## BEGIN

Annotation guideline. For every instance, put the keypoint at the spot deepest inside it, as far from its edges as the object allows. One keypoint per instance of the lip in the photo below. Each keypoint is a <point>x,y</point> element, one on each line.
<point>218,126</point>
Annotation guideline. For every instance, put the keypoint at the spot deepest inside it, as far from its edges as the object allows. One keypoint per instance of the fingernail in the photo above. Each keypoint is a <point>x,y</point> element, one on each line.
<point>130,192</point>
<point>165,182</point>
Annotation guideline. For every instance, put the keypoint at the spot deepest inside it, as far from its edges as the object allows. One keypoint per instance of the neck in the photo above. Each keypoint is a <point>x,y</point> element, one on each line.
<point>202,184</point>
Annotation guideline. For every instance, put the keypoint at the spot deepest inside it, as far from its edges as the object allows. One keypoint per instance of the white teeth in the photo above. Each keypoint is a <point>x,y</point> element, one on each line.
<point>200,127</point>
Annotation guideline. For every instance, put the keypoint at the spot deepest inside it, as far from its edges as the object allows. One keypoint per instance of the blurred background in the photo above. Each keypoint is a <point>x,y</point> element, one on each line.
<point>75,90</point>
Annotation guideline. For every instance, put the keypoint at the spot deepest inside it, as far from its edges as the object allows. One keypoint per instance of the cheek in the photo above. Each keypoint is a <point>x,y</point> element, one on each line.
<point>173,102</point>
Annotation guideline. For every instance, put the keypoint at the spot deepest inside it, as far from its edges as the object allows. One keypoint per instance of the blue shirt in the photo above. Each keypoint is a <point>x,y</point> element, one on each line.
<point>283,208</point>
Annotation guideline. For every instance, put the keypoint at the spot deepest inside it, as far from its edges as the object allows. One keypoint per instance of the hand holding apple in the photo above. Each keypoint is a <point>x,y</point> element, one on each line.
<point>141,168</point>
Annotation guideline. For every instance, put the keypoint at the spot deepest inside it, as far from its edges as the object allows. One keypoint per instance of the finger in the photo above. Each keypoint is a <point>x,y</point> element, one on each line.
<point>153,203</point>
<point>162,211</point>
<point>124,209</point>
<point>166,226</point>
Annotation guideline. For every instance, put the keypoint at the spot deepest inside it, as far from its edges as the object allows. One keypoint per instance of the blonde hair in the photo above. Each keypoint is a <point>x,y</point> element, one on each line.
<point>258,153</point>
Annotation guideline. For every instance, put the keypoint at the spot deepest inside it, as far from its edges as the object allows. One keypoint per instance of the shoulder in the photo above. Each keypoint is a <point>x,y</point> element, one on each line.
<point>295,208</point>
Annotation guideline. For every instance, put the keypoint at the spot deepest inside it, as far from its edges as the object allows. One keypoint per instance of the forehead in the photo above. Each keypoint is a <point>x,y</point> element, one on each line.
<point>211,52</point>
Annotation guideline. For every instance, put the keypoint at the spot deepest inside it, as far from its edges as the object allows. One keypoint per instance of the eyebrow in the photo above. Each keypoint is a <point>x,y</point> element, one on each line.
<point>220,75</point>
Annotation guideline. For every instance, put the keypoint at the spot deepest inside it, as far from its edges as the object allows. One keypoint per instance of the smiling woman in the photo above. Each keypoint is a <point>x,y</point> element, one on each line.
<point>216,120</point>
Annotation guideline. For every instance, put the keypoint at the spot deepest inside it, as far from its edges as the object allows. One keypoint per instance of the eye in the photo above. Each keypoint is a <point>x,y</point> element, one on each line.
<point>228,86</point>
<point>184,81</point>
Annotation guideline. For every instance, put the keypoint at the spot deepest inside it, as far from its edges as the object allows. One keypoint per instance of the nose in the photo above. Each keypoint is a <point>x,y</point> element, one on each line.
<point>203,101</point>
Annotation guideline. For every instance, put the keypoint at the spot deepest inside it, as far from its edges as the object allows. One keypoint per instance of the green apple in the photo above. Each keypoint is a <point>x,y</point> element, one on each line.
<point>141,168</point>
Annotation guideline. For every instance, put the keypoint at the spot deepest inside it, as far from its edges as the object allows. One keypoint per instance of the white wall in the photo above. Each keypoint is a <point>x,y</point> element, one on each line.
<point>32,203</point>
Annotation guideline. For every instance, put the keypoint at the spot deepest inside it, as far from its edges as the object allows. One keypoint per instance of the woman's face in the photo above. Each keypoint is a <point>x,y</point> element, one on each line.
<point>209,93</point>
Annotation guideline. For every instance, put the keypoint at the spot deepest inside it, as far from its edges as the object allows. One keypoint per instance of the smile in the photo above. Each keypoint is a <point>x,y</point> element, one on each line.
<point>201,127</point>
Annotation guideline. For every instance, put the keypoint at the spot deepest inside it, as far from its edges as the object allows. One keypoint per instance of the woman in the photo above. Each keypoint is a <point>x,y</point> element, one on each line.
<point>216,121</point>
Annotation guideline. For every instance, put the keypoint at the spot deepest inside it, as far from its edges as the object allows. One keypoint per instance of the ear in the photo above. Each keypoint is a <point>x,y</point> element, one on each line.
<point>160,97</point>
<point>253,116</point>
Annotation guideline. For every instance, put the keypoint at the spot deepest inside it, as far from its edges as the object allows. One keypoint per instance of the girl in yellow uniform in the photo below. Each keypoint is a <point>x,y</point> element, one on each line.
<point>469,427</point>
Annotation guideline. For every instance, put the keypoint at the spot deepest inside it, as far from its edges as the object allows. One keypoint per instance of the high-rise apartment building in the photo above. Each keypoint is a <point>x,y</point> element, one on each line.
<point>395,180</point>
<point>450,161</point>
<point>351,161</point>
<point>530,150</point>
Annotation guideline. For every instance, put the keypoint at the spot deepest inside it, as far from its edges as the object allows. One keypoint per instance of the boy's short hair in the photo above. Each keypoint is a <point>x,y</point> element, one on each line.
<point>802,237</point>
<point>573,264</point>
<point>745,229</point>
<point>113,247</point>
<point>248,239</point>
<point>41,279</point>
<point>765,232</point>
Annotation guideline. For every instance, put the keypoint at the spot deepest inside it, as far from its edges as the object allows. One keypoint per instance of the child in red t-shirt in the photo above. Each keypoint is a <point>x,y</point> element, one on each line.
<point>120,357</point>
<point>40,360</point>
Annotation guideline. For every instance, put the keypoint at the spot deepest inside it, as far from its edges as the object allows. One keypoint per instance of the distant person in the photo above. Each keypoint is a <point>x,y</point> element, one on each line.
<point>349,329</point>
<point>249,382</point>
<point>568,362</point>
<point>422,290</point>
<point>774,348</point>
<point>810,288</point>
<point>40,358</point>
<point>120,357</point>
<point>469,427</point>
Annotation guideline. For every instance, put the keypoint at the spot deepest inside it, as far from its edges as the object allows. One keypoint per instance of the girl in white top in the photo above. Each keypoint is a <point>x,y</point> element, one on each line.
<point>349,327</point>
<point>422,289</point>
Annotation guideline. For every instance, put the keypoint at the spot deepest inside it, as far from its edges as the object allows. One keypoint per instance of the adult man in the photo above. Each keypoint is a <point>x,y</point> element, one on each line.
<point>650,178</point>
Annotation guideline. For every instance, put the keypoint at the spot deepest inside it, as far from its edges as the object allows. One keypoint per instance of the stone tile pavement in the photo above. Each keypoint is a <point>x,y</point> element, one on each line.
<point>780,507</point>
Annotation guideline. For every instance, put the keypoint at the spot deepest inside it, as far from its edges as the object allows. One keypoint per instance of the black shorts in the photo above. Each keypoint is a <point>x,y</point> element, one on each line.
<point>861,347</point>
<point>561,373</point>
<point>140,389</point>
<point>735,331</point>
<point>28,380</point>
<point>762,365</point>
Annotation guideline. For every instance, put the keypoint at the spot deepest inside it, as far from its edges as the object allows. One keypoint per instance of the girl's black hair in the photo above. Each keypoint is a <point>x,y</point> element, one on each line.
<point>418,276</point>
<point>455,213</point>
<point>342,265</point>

## END

*WORK REQUIRED*:
Copy again the lines from the one containing "the finger in" up to and including the one containing "<point>166,226</point>", keeping the guideline text as is and adding 141 to each coordinate in the answer points.

*RIGHT ANSWER*:
Annotation guideline. For every instance, put the keypoint at the spot deepest inside it, as far from its edges as the object allows. One keypoint per instance of the finger in the photo above. Each keypoint is a <point>x,y</point> element, one on each line.
<point>294,344</point>
<point>303,352</point>
<point>265,350</point>
<point>307,367</point>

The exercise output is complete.